START Source material
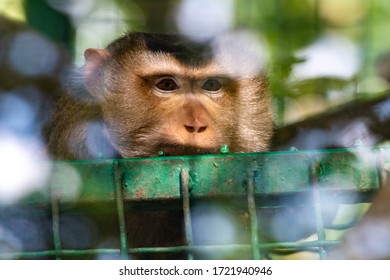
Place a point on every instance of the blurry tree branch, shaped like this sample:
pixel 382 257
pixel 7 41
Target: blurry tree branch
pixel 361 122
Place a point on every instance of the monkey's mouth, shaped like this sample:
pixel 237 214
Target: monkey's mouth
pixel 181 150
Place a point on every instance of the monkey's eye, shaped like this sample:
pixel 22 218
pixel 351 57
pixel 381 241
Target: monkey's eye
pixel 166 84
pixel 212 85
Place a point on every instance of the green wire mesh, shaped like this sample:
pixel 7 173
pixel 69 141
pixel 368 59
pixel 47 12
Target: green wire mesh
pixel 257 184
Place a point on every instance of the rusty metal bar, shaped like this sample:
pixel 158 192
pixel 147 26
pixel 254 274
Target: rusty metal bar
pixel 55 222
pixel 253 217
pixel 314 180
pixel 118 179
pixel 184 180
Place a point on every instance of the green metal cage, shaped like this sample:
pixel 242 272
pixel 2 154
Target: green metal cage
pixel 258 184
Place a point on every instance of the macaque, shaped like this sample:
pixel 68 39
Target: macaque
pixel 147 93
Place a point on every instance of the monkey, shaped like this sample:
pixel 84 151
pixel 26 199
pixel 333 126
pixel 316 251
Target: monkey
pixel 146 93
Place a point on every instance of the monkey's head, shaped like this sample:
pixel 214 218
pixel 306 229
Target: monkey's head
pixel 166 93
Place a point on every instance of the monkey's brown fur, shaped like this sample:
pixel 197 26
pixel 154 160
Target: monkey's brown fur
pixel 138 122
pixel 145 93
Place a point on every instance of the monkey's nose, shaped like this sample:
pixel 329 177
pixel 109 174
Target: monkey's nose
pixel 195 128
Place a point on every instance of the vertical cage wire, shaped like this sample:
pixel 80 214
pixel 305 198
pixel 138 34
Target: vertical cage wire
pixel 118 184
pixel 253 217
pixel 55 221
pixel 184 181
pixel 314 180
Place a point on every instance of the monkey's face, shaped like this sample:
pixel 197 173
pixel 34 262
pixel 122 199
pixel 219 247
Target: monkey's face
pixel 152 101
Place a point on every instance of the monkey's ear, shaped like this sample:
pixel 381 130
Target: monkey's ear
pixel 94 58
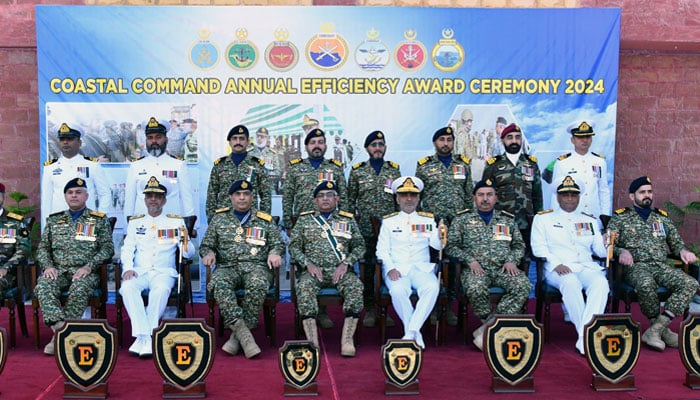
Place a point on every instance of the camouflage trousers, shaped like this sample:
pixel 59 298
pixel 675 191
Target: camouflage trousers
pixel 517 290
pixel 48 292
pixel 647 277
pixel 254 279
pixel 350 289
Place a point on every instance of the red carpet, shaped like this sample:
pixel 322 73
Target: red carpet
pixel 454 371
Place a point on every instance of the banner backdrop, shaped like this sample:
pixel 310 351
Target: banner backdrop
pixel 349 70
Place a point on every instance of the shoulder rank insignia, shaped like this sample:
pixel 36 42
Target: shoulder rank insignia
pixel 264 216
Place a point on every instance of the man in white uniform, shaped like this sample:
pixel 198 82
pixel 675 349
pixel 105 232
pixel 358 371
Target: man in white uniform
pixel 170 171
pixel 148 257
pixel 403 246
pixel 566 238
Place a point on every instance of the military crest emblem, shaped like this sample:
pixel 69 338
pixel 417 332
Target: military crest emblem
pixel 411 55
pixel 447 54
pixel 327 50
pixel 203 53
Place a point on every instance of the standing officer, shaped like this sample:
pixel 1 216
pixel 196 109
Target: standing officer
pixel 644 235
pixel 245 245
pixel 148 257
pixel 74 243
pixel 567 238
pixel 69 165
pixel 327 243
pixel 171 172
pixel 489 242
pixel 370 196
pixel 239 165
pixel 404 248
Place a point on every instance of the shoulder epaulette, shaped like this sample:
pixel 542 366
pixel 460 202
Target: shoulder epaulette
END Source material
● Assignment
For the listing above, print only the lines starting at the line containing "Target: green wire mesh" and ending at the line containing "pixel 197 26", exactly, both included.

● Response below
Target: green wire mesh
pixel 257 184
Place a point on every instance of the rusty metal bar, shaped like this sample:
pixel 158 192
pixel 147 26
pixel 254 274
Target: rusty metal bar
pixel 55 222
pixel 253 217
pixel 314 180
pixel 118 179
pixel 184 180
Place a point on every instance of the green metal cage, shaped like this sample:
pixel 242 272
pixel 2 154
Target: green metal cage
pixel 258 184
Place a point on every instance of the macaque, shaped like this sample:
pixel 68 39
Target: macaque
pixel 147 93
Place a point on every instance of the monkey, shaped like this sample:
pixel 84 151
pixel 26 199
pixel 333 126
pixel 316 251
Target: monkey
pixel 146 93
Place a point on every instance of the monkey's head, shaped like this sample:
pixel 214 218
pixel 306 229
Target: monkey's head
pixel 166 93
Place a point on every instance of the monkey's brown fur, shaped like this sample:
pixel 197 26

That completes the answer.